Clinical trials are research studies designed to improve our understanding of a health condition, as well as our ability to prevent, diagnose, and treat it.
When you have stage 4 lung cancer, a clinical trial can be a way to access the latest treatment options at little or no cost to you.
Some of these studies compare existing cancer treatments with new treatments. Others test out new doses, combinations of medications, or uses for existing prescription drugs. And some trials investigate entirely new drugs or treatments.
The purpose of these trials is to find ways to help people diagnosed with lung cancer live longer and better. In addition to testing new medications, studies investigate ways to relieve side effects from cancer and its treatments.
A clinical trial is how researchers learn:
- whether a medication works against lung cancer
- whether a medication is safe
- whether a medication works better than the treatments that are currently available
You can enroll in one of these studies at any stage of lung cancer and at any time in your treatment.

☆ ☆ ☆ ☆ ☆

• **INSTRUCTIONS**:
**A)** Answer these from the clinical trials text:
(i) At what cost can a clinical trial give someone with stage 4 lung cancer access to the latest treatment options?
(ii) Besides testing new medications, what do studies investigate?
(iii) At what point in lung cancer can a person enroll in one of these studies?
**B)** Write out the stretch of the clinical trials text from "Some of these" through "and its treatments.".

Annotated photo localization data

☆ ☆ ☆ ☆ ☆

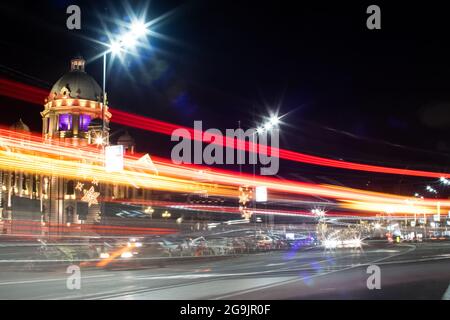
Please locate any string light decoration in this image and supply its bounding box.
[81,187,100,207]
[239,186,253,220]
[75,181,84,192]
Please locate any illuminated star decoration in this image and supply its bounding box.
[81,187,100,207]
[241,209,253,220]
[75,182,84,191]
[239,186,253,220]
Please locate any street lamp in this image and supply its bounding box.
[102,20,148,133]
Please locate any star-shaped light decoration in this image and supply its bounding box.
[81,187,100,207]
[239,193,249,205]
[75,181,84,191]
[241,210,253,220]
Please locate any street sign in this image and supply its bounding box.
[105,145,123,172]
[255,186,267,202]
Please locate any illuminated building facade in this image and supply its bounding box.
[0,57,151,233]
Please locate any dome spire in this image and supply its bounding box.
[70,56,86,72]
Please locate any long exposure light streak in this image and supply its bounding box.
[0,79,450,178]
[0,130,450,215]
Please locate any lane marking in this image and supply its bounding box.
[212,245,416,300]
[0,274,114,286]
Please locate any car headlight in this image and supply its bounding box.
[120,251,133,258]
[100,252,109,259]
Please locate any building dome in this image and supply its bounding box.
[117,131,135,148]
[9,119,30,132]
[49,57,102,102]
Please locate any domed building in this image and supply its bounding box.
[0,57,165,235]
[117,131,136,154]
[9,118,30,133]
[41,57,111,145]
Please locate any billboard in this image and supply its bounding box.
[105,145,123,172]
[255,186,267,202]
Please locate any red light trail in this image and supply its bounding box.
[0,79,450,178]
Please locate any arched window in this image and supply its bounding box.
[79,114,91,131]
[58,113,72,131]
[66,180,75,194]
[66,206,73,222]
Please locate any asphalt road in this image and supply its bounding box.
[0,243,450,300]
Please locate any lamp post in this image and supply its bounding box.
[253,115,280,230]
[102,21,148,138]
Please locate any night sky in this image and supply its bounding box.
[0,0,450,192]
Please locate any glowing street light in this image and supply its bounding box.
[102,20,148,131]
[425,186,437,194]
[256,115,280,134]
[130,21,148,37]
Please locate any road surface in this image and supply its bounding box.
[0,242,450,300]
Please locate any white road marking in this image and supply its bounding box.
[442,284,450,300]
[0,274,114,286]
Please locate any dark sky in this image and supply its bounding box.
[0,0,450,194]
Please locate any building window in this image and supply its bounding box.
[31,176,37,192]
[22,174,28,190]
[58,114,72,131]
[80,114,91,131]
[66,180,75,194]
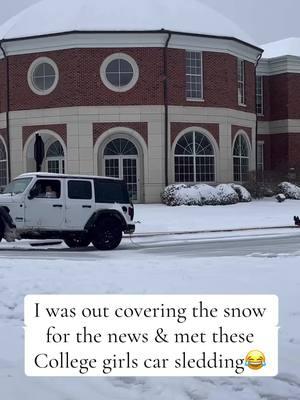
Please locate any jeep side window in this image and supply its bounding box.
[30,179,61,199]
[68,179,92,200]
[94,179,130,204]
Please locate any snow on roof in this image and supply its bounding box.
[0,0,255,45]
[260,37,300,58]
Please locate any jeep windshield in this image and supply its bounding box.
[2,178,32,194]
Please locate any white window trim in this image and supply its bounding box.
[100,53,139,93]
[185,50,204,102]
[232,131,251,183]
[0,137,9,185]
[27,57,59,96]
[255,75,264,117]
[256,140,265,172]
[237,58,246,107]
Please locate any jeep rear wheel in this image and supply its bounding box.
[64,236,91,249]
[92,218,122,250]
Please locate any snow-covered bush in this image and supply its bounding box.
[161,184,251,206]
[161,184,201,206]
[231,183,252,203]
[275,193,286,203]
[278,182,300,200]
[161,184,187,206]
[216,183,239,205]
[194,183,221,206]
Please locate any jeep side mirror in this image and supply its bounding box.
[28,188,39,200]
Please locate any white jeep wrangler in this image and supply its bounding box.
[0,172,135,250]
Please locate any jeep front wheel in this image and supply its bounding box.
[92,218,122,250]
[64,236,91,249]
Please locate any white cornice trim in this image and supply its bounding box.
[257,56,300,76]
[257,119,300,135]
[0,33,260,63]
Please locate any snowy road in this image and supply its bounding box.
[0,231,300,261]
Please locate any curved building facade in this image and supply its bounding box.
[0,0,262,202]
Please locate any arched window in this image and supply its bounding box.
[0,140,7,186]
[233,135,249,182]
[104,139,137,156]
[174,131,215,183]
[46,140,65,174]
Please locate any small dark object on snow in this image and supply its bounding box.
[294,216,300,226]
[275,193,286,203]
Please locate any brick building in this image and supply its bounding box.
[257,38,300,180]
[0,0,262,202]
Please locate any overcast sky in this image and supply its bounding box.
[0,0,300,44]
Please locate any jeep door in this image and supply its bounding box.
[24,178,65,230]
[66,178,95,230]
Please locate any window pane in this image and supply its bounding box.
[32,63,55,90]
[175,156,195,183]
[106,72,120,86]
[106,60,120,73]
[120,73,133,86]
[94,179,129,204]
[68,180,92,200]
[48,160,60,174]
[33,179,60,199]
[120,59,133,74]
[186,51,203,99]
[196,157,215,182]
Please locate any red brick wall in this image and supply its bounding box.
[0,129,7,144]
[171,122,219,145]
[93,122,148,144]
[0,48,254,112]
[259,73,300,121]
[0,59,6,113]
[288,133,300,167]
[258,133,300,174]
[22,124,67,146]
[168,49,255,112]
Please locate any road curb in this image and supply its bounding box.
[124,225,300,238]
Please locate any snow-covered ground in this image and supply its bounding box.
[135,197,300,233]
[0,200,300,400]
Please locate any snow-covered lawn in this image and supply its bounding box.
[0,199,300,400]
[135,197,300,233]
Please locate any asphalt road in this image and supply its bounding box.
[0,232,300,260]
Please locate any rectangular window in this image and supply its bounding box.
[256,142,264,172]
[185,51,203,100]
[30,179,60,199]
[256,76,264,115]
[68,180,92,200]
[237,59,246,105]
[94,179,130,204]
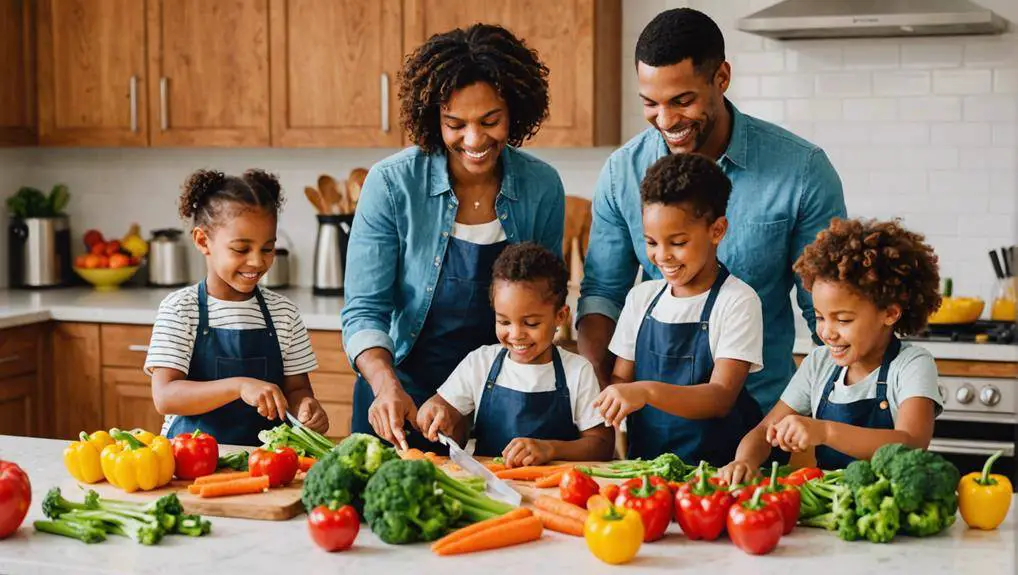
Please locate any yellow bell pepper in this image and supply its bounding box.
[583,506,643,565]
[64,430,113,483]
[958,451,1012,530]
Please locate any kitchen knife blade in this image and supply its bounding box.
[439,434,523,507]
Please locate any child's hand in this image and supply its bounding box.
[240,378,286,419]
[767,415,827,452]
[502,438,555,467]
[297,396,329,434]
[593,383,646,427]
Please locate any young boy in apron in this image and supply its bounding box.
[417,242,613,467]
[721,219,943,483]
[596,154,764,465]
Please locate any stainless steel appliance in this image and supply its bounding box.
[313,214,353,295]
[149,228,190,287]
[7,216,71,288]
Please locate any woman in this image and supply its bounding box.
[342,24,565,452]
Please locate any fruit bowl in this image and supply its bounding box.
[73,266,139,291]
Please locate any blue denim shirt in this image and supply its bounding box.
[342,146,565,364]
[576,101,846,413]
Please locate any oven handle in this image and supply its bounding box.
[929,438,1015,457]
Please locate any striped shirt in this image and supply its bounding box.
[145,285,318,376]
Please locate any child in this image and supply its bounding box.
[417,242,613,467]
[596,154,764,465]
[721,218,942,483]
[145,170,329,446]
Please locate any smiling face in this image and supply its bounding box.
[492,280,569,363]
[442,81,509,177]
[192,205,276,300]
[810,280,901,371]
[636,58,731,158]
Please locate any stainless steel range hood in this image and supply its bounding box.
[738,0,1008,39]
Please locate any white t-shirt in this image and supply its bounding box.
[438,344,605,432]
[781,342,944,420]
[608,275,764,373]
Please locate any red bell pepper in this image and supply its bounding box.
[615,475,673,542]
[728,487,784,555]
[559,468,601,509]
[247,447,298,487]
[675,463,734,541]
[170,429,219,479]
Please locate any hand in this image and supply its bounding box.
[593,382,646,427]
[367,382,417,451]
[502,438,555,467]
[297,396,329,434]
[238,378,286,420]
[767,415,827,452]
[718,459,759,485]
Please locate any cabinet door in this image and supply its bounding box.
[271,0,402,148]
[38,0,149,146]
[103,367,163,434]
[0,0,36,146]
[148,0,269,147]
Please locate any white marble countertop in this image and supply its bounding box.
[0,436,1018,575]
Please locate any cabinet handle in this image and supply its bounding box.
[159,77,170,131]
[382,72,389,133]
[130,75,137,133]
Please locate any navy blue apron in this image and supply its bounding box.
[351,231,508,454]
[814,335,901,469]
[473,346,579,457]
[626,265,762,467]
[166,280,286,446]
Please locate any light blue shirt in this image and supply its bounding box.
[342,147,566,366]
[576,100,846,413]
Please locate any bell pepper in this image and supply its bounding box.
[728,487,784,555]
[559,467,601,508]
[64,430,113,483]
[170,429,219,479]
[583,506,643,565]
[101,429,173,493]
[615,475,674,543]
[675,463,735,541]
[958,451,1012,530]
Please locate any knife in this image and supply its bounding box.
[439,434,523,507]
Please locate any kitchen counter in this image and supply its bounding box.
[0,436,1018,575]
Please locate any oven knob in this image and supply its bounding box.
[979,386,1001,407]
[955,384,975,405]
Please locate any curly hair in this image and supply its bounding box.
[399,23,549,154]
[639,154,732,223]
[491,241,569,308]
[793,218,941,336]
[179,170,283,228]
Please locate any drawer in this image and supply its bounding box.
[100,324,152,368]
[307,331,353,373]
[0,325,42,380]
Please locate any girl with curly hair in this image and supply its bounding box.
[342,24,565,452]
[721,218,943,483]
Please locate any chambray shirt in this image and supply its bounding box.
[576,100,846,413]
[342,146,565,366]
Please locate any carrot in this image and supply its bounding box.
[194,471,251,485]
[533,509,583,537]
[432,507,533,553]
[435,516,545,555]
[201,475,269,498]
[533,496,586,523]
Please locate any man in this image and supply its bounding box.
[577,8,846,413]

☆ ☆ ☆ ☆ ☆

• **SOLUTIONS IN ORDER**:
**A)**
(i) At little or no cost to them.
(ii) Ways to relieve side effects from cancer and its treatments.
(iii) At any stage of lung cancer and at any time in their treatment.

**B)**
Some of these studies compare existing cancer treatments with new treatments. Others test out new doses, combinations of medications, or uses for existing prescription drugs. And some trials investigate entirely new drugs or treatments.
The purpose of these trials is to find ways to help people diagnosed with lung cancer live longer and better. In addition to testing new medications, studies investigate ways to relieve side effects from cancer and its treatments.